- Available records
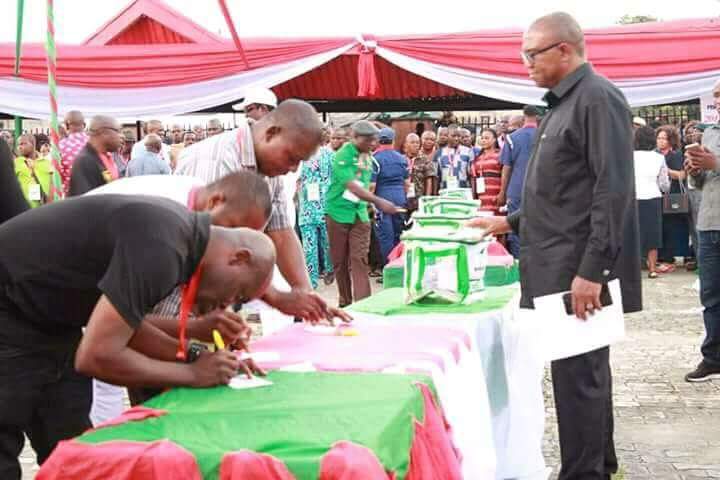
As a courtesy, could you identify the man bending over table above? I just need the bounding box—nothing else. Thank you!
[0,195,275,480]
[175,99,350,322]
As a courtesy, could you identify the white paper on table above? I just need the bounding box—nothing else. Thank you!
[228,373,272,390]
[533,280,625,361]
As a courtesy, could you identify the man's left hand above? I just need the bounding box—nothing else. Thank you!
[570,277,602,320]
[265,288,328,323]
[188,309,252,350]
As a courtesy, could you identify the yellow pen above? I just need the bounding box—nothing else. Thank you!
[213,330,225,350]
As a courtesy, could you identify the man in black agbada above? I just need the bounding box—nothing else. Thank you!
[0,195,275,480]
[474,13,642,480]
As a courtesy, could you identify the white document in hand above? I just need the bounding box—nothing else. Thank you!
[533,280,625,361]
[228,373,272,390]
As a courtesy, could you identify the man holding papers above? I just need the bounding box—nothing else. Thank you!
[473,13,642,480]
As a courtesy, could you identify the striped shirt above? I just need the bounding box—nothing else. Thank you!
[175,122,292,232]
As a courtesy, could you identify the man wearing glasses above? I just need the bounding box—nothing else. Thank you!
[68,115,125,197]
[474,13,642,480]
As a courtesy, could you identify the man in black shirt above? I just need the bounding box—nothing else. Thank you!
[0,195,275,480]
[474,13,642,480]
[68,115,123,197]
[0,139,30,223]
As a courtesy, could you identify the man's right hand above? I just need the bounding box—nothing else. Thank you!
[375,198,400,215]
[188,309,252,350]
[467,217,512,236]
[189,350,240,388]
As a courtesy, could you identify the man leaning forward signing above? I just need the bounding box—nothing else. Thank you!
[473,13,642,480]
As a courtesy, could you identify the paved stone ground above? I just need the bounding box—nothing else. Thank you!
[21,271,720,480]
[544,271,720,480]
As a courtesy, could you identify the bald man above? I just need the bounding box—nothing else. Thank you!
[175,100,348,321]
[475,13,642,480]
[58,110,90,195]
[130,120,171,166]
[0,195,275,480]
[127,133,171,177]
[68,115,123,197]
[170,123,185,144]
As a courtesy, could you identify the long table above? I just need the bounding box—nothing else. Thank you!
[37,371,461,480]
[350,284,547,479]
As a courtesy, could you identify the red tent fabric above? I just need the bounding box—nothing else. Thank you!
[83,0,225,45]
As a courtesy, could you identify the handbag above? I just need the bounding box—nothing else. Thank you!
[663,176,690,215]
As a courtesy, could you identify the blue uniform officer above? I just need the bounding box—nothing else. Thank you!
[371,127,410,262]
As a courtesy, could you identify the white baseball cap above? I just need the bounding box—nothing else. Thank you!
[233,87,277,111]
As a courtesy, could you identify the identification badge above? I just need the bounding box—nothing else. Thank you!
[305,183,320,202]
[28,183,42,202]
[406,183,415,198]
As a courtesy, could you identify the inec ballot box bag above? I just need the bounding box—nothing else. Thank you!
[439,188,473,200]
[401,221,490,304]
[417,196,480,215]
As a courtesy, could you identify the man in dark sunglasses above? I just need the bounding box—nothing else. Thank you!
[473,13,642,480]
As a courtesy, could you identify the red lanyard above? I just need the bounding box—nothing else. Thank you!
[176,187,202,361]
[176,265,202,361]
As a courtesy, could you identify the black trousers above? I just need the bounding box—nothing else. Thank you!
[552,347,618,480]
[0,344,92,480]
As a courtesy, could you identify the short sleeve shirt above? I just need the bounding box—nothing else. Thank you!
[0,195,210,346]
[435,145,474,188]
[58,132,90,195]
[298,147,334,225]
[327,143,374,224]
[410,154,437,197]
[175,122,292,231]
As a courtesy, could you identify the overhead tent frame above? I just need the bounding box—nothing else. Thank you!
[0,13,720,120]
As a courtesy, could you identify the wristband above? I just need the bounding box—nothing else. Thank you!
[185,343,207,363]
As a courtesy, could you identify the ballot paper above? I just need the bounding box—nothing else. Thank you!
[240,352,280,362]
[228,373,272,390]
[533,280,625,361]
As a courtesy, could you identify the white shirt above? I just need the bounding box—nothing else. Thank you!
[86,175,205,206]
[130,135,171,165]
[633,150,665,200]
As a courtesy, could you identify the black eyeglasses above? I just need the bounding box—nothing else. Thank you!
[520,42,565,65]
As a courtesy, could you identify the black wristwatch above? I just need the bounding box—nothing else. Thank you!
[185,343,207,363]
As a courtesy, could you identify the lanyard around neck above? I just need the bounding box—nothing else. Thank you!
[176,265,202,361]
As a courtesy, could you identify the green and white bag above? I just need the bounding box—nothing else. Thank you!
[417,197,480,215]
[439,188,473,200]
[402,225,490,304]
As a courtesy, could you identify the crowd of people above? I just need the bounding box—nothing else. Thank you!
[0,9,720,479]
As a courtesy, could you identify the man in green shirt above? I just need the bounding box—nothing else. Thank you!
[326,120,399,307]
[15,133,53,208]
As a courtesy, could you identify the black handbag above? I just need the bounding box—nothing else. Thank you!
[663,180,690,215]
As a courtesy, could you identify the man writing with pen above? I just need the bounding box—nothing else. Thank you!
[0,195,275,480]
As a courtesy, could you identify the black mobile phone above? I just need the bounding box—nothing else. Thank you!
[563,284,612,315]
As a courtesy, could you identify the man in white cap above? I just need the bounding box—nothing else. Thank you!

* * *

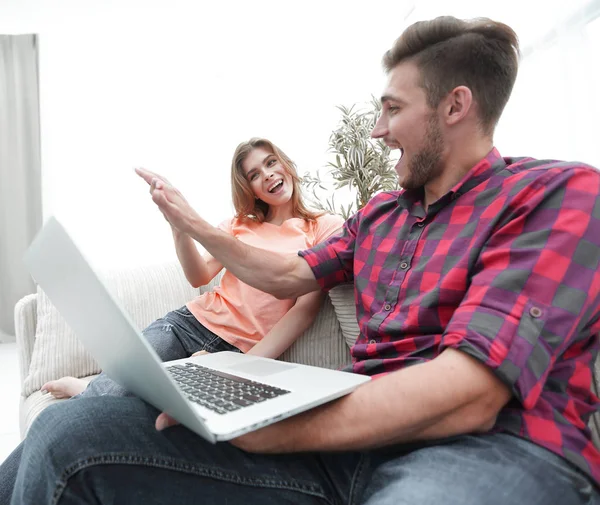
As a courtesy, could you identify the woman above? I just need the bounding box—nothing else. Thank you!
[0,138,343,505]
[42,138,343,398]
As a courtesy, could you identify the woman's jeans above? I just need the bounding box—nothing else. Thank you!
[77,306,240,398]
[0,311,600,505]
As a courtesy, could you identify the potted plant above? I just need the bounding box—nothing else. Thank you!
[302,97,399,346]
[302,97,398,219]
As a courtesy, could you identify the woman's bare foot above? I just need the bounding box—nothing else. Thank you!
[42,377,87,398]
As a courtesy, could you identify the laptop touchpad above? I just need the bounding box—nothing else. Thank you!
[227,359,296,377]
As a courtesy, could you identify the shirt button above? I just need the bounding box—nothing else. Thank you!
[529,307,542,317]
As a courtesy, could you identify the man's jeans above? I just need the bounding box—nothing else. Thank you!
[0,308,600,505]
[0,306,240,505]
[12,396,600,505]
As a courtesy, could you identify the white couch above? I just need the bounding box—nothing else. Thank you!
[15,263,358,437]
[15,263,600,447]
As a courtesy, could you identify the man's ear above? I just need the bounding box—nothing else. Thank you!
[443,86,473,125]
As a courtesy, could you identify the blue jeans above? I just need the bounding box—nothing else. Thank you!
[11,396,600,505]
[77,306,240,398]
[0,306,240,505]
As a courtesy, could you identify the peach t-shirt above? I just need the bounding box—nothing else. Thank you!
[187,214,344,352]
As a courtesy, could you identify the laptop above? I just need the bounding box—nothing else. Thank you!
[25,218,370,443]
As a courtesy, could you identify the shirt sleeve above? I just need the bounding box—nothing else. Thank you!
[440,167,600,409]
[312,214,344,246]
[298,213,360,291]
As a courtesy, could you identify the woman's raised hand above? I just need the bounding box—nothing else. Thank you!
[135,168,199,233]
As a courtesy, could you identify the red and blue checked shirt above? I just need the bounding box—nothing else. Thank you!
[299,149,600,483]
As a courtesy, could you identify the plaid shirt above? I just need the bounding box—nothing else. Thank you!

--

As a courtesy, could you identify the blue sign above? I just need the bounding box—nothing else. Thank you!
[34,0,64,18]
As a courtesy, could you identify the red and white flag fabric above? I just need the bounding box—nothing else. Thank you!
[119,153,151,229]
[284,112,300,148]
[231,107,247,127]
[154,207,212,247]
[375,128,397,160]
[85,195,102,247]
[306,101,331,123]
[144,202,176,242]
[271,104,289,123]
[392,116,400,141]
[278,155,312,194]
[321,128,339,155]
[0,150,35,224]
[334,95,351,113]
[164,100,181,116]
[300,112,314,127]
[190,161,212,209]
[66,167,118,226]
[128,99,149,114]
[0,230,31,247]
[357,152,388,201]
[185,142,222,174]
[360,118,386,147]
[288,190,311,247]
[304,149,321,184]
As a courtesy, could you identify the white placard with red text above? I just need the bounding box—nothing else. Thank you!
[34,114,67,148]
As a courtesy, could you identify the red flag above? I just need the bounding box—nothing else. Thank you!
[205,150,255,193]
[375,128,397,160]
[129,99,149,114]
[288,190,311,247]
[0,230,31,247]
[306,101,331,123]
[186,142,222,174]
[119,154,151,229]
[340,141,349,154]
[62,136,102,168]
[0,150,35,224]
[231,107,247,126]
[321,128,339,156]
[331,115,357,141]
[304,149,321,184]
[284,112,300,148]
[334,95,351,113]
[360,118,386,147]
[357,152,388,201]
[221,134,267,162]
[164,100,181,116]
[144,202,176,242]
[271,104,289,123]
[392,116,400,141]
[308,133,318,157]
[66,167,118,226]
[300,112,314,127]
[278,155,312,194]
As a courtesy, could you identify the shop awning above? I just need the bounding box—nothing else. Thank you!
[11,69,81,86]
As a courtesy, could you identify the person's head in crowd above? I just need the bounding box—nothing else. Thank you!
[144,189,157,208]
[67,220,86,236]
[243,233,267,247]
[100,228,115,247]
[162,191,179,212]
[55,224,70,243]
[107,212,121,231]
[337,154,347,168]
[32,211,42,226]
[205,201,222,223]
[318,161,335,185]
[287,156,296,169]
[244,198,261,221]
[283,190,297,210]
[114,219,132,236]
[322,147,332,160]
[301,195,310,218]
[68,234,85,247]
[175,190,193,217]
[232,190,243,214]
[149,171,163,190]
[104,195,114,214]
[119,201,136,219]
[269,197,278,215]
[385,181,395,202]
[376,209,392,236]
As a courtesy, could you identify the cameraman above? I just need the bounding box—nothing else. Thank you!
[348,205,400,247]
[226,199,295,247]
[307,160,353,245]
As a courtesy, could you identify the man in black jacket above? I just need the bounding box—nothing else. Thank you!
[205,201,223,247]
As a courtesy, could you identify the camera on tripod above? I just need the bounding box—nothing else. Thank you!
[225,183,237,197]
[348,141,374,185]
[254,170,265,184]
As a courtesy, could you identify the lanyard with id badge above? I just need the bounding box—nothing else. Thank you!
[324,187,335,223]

- What to do
Reproduce word for word the stretch of entries from the line containing "As a courtesy, could you identify the shirt sleeve" through the line containing "As a courtesy, could you identify the plaid", including both of those lines.

- Problem solution
As a courtesy, could you identify the shirt sleeve above? I just need the bounding box—nothing else. Thank you!
[440,167,600,409]
[312,214,344,246]
[298,213,360,291]
As a courtesy, could you identify the woman's raised hand above? I just need the bounding box—nothing else. Thank you!
[135,168,199,233]
As a courtesy, could you identify the red and blue checked shirt above? I just need the bounding box—nothing else. Thank you!
[299,149,600,483]
As a courtesy, could you identify the plaid shirt above? I just need the bounding box—nothing else. Thank you!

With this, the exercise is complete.